What you will do —
Rewrite the part of the data below that opens with the first line and closes with the line containing "[[271, 236]]", with every coordinate in the answers shifted by -147.

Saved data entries
---*---
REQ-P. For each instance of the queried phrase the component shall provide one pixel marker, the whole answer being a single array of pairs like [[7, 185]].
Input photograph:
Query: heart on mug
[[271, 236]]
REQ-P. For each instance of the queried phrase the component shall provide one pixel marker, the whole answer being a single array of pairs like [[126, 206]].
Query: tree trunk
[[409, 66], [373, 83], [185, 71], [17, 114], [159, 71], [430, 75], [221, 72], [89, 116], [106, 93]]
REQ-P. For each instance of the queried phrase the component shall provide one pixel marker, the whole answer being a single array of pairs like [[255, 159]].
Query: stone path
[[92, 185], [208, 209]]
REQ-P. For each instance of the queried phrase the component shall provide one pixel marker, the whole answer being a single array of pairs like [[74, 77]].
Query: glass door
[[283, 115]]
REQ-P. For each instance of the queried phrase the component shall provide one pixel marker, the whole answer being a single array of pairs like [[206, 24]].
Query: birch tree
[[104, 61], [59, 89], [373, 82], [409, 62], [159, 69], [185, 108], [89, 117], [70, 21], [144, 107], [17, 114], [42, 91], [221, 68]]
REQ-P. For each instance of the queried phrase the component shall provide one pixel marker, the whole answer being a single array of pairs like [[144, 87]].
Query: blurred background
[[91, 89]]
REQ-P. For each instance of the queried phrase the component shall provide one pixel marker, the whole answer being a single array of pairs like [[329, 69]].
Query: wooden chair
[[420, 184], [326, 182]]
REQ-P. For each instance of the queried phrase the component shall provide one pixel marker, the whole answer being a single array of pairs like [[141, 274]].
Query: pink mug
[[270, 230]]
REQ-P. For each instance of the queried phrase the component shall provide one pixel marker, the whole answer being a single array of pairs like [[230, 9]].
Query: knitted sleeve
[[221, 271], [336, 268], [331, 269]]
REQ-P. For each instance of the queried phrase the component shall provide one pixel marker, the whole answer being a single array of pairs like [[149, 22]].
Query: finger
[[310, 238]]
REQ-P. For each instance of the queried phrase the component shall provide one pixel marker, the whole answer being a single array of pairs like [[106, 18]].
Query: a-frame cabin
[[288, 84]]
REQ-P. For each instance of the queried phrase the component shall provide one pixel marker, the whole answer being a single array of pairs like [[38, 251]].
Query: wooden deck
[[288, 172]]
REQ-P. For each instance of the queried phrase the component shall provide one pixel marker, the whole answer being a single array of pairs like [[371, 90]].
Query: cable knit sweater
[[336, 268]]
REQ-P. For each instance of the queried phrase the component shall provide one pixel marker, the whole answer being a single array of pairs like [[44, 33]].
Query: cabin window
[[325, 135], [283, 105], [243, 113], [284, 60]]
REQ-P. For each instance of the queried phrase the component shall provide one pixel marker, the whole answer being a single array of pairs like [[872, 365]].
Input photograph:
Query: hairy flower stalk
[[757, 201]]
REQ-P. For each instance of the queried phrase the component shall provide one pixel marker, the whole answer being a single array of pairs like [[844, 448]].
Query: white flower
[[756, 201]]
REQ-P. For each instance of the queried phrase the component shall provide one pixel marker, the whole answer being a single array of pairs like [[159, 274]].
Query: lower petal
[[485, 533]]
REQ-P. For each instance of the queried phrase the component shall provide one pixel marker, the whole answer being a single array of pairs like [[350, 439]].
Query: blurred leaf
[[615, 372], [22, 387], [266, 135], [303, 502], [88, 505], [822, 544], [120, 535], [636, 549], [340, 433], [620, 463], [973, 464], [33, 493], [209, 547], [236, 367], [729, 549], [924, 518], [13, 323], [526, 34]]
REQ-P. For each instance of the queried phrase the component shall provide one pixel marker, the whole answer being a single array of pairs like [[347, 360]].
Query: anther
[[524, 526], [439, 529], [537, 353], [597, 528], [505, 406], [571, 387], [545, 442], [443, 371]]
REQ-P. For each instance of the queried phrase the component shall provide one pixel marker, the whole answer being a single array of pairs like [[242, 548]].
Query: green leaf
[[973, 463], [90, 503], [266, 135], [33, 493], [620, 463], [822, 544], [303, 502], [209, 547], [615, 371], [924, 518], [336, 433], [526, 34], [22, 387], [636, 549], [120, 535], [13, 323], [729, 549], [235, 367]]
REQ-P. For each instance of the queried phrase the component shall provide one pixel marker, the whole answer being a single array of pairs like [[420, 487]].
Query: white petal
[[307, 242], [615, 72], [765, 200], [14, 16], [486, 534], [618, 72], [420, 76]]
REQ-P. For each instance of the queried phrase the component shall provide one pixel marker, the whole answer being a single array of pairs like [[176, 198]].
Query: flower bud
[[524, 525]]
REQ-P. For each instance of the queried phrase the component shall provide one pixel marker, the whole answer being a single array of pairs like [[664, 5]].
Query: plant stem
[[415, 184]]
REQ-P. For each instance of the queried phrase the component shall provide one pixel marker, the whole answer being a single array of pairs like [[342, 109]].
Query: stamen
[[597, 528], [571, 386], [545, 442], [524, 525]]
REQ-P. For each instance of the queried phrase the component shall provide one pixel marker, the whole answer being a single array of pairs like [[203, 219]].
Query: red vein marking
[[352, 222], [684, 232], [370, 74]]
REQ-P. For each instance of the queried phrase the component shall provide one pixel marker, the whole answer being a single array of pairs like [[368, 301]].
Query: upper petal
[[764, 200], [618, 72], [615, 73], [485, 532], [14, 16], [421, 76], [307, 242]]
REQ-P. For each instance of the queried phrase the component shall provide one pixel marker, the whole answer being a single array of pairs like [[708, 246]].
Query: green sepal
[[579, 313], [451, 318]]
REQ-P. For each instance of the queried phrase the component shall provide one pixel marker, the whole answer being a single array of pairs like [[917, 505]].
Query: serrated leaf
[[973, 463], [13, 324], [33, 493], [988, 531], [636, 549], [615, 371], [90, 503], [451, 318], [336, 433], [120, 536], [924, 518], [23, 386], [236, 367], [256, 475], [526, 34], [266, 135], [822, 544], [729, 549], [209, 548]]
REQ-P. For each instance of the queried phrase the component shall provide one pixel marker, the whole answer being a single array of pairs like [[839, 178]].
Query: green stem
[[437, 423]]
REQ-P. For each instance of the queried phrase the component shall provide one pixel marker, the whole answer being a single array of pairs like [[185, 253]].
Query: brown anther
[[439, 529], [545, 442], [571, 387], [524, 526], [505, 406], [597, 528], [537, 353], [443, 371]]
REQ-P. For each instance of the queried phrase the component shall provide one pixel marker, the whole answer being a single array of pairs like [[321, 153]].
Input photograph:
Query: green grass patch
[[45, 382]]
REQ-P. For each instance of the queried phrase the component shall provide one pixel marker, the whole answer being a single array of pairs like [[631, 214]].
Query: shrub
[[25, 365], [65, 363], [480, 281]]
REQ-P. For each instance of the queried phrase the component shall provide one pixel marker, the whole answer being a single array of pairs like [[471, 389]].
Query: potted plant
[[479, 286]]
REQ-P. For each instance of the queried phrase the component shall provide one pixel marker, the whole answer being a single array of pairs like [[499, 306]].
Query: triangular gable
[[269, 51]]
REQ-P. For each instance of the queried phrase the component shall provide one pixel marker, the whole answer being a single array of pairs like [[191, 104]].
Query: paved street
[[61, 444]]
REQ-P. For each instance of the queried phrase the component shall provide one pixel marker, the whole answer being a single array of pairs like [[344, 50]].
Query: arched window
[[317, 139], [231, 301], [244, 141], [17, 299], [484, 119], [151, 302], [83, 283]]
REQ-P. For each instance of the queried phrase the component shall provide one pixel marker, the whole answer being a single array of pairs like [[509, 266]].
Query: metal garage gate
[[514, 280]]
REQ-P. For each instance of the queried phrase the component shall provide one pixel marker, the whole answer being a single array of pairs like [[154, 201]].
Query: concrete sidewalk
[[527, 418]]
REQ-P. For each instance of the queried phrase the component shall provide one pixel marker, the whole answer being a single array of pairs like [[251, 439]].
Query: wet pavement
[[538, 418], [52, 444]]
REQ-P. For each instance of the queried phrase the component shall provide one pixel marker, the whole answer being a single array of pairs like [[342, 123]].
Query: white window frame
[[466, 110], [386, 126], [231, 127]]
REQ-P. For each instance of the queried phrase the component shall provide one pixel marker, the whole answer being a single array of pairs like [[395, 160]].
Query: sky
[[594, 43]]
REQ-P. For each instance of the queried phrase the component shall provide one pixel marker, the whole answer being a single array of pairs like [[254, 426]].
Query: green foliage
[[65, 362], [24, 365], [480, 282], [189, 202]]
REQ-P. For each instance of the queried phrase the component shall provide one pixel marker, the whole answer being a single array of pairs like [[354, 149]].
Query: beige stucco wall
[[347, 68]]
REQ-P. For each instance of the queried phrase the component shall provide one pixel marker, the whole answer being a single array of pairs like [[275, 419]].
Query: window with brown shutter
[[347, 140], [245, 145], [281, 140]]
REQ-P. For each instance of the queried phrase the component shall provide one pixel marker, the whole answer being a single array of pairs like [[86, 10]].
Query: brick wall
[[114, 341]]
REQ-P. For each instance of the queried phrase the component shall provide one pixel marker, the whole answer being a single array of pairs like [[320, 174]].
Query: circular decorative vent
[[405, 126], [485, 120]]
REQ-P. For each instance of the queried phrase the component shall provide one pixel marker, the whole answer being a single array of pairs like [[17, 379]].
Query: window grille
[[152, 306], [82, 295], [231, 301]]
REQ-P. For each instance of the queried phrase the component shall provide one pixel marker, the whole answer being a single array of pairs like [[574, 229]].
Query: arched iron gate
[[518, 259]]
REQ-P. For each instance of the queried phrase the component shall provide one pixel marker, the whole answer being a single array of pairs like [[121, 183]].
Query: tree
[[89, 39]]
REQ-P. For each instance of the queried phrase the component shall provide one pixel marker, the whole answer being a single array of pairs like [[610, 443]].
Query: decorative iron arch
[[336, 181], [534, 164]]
---*---
Solution to this task —
REQ-P. For each instance of the queried phrase the component shall provide one pixel marker, the whole answer being a single array of pairs like [[7, 185]].
Input photograph:
Query: heart on mug
[[124, 89]]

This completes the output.